> _What to do_
Resume the forum post on word frequency and lexical replacement, picking up after its last sentence.

> _Passage to read_

The data and arguments presented in the article are sound and well worth
a read, though the conclusion is only partly justified, IMHO. What is
stable in the the long run is the association of a given high-frequency
etymon with a given meaning, making lexical replacement less likely. But
the "replication accuracy" of frequently used words is fact _lower_ than
that of rarely used ones -- a fact they don't discuss or even notice.
Such words live longer, but may tend to develop irregularly. Suffice it
to compare English <one> (+ its mutant sisters <a, an, 'un> + the
regular development in <only>) with "decent" members of the same OE
lexical set, like <ghost, boat, road, stone, loaf> etc.

The operative phrase in the quotation above is "selected lexical items".
What the authors find is that the frequency of word-use is
cross-linguistically so skewed that just a handful of words account for
most of speech, while all the rest are, on the average, used less
frequently than once per 10000 words. They demonstrate that there is,
accordingly, an enormous variation in rates of replacement even among
the "fundamental" meanings in Swadesh's 200-item list (their estimated
half-lives varying from about 750 to 10000 yrs). So the "selected" ones
are words with meanings like "two", "night", "water" or "die" rather
than "dirty" or "stab" (not to mention non-fundamental vocabulary). It's
therefore hardly surprising that long-rangers often find something
suggestive -- and possibly non-illusory -- like the "mi/ti" pronouns but
little evidence of anything else. The detected affinities may well be
real but insufficient to establish a plausible reconstruction based on
systematic correspondences.

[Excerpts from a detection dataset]

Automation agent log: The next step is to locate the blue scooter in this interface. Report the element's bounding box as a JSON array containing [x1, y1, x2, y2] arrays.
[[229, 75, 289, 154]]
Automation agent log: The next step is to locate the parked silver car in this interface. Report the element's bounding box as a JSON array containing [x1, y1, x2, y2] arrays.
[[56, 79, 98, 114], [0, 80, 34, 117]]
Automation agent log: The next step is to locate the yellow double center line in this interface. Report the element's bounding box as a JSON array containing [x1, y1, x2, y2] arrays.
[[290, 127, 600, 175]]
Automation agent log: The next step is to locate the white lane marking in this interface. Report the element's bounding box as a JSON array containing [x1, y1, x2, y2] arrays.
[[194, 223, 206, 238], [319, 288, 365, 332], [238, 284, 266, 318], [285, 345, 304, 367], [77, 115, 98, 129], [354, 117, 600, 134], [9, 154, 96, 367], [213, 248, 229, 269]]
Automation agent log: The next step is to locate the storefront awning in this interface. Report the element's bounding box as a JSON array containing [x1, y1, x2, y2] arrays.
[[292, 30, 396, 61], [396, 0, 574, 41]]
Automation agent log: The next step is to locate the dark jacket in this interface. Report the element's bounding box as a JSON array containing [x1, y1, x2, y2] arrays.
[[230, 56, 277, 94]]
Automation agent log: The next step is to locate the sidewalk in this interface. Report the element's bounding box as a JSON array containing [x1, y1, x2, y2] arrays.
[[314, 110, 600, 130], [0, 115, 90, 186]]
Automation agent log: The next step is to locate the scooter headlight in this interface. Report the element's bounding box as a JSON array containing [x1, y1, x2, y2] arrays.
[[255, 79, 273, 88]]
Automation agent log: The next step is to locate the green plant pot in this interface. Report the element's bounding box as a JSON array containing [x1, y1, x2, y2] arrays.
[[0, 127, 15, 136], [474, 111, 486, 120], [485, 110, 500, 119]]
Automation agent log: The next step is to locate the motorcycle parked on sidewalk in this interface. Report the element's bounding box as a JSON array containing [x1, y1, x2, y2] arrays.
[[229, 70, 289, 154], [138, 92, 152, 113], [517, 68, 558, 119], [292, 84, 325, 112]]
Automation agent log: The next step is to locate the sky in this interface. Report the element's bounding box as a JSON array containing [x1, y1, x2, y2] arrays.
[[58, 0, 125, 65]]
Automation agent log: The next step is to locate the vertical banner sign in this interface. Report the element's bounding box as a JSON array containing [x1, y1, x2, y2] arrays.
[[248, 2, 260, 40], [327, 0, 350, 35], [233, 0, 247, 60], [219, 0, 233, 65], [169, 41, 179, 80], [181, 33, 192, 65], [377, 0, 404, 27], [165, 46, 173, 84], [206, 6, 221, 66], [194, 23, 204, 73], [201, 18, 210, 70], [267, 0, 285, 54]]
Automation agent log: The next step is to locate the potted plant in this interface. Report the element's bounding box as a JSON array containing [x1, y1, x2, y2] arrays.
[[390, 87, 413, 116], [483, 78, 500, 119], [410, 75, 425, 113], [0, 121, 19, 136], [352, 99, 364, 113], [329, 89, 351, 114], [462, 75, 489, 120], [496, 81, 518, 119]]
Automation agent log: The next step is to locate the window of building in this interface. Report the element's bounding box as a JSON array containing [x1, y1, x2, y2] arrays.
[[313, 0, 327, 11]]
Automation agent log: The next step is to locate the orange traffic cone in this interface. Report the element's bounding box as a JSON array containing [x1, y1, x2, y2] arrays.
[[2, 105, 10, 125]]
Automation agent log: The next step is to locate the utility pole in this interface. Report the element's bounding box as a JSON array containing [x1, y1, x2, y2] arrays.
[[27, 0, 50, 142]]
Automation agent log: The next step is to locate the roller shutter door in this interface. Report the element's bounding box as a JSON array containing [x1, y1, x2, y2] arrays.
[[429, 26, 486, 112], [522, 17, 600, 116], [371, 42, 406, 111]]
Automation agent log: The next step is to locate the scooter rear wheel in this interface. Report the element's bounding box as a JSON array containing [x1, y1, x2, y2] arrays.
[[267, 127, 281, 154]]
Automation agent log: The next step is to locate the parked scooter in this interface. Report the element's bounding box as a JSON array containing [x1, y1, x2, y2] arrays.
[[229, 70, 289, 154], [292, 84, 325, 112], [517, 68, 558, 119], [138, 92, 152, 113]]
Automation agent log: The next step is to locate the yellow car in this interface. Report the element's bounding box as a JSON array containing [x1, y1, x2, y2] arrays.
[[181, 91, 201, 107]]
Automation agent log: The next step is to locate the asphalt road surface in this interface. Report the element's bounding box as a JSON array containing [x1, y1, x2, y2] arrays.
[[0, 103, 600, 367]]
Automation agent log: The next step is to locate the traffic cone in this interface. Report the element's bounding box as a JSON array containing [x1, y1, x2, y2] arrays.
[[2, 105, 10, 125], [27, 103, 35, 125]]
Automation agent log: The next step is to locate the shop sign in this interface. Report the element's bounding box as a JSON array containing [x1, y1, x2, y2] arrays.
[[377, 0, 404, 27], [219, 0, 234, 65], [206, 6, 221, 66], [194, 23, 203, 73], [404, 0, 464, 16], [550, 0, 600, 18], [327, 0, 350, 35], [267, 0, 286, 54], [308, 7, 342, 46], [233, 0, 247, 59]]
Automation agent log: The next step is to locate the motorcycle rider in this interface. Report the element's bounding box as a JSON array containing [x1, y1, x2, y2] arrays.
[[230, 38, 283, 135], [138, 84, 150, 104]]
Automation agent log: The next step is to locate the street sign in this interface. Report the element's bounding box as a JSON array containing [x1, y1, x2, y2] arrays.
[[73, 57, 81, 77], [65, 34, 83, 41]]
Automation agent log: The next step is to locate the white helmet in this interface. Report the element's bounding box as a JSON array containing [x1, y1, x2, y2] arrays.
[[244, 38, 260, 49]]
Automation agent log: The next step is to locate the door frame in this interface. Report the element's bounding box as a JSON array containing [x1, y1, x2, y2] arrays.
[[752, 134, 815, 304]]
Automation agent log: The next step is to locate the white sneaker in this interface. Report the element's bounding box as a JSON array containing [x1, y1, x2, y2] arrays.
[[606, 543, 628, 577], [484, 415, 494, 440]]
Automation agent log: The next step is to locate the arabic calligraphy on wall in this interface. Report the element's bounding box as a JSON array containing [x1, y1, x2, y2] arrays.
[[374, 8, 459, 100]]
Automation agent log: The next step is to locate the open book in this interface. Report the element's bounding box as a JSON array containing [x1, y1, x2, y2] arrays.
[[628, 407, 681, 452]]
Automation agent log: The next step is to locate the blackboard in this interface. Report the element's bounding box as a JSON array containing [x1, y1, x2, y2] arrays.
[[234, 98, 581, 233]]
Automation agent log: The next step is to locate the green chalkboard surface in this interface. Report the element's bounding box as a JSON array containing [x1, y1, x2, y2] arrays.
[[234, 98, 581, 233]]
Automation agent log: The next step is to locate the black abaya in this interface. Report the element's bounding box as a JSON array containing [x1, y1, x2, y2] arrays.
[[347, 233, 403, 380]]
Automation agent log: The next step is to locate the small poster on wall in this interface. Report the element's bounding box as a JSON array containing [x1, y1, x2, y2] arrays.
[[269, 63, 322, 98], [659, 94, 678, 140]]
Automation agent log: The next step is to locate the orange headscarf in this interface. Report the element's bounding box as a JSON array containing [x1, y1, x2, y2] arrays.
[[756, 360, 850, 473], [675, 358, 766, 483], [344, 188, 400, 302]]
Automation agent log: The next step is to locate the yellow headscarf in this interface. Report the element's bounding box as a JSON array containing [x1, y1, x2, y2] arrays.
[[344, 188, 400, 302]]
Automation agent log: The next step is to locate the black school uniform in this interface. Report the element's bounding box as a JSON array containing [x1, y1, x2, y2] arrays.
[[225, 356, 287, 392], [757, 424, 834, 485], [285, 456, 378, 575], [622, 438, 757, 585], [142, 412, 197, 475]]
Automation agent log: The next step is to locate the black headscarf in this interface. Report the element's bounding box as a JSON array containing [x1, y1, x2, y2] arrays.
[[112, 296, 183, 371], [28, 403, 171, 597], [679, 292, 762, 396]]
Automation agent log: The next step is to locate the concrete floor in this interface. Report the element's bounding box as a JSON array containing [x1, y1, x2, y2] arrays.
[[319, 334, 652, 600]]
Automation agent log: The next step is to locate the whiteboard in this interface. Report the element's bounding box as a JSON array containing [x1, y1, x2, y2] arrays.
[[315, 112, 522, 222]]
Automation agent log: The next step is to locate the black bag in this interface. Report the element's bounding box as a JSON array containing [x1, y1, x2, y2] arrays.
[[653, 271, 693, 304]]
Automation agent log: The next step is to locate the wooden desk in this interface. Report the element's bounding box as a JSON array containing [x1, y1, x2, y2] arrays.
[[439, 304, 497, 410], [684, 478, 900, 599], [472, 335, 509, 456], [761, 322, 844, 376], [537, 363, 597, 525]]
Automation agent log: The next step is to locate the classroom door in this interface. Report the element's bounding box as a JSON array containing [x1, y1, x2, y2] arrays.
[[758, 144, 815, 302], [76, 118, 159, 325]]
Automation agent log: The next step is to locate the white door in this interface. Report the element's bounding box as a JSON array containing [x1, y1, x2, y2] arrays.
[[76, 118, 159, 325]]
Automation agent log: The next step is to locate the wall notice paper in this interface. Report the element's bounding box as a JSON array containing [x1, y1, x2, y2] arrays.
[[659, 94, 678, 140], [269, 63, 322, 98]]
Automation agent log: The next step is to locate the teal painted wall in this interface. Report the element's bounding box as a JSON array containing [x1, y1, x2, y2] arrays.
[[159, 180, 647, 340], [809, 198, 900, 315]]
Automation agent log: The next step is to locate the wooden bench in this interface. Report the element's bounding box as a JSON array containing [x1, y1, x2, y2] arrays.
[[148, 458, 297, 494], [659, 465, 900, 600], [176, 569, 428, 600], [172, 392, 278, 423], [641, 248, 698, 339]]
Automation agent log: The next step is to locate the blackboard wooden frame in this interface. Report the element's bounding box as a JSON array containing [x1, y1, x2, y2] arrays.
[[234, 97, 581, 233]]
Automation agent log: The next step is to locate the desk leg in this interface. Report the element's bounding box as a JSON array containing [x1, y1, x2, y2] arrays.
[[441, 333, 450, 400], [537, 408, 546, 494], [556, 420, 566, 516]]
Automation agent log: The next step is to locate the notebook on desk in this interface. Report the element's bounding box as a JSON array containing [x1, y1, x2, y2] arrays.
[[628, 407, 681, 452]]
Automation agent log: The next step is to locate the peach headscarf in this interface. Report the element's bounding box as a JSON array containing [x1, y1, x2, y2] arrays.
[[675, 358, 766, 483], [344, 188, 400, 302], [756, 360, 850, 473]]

> _Response_
On the other hand, the findings of Pagel et al. at least suggest a
heuristic for long-rangers: we should initially concentrate on a small
set of high-frequency meanings and try to find a secure foothold there
before attempting further steps. With a little bit of luck we may get
somewhere. But if we cast the net widely among rarer words, we will
almost certainly end up with a useless jumble of fortuitous false
matches, signifying nothing.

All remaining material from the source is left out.